%%
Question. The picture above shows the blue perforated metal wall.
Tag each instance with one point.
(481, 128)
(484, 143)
%%
%%
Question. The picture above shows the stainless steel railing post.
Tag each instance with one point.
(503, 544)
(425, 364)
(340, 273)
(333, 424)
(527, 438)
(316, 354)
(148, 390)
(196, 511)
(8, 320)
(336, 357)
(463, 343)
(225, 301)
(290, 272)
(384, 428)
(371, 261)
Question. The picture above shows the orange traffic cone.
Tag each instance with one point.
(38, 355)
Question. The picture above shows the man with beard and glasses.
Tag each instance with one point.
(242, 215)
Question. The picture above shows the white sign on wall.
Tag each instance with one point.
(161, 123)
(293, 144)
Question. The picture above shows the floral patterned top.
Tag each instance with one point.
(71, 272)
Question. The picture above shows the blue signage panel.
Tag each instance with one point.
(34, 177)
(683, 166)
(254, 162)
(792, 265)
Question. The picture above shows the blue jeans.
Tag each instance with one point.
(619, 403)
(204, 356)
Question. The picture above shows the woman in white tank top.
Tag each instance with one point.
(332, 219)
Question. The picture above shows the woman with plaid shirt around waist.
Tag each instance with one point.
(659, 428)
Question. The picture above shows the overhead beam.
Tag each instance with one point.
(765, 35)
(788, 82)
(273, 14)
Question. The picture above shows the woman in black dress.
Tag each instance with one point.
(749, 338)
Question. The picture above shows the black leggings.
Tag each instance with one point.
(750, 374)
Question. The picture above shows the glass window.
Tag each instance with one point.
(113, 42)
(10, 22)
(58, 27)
%%
» Description of the task
Please output exactly the lines between the one holding "Question. The picture above shows the orange" and the one holding "Question. The picture above shows the white" in the records above, inclusive, and nothing more.

» Response area
Question. The picture above shows the orange traffic cone.
Tag each instance with one point.
(38, 355)
Question. The picture above shows the man with beard and glasses.
Tag each instance with one point.
(242, 215)
Question. The picture above shows the white sign on wall.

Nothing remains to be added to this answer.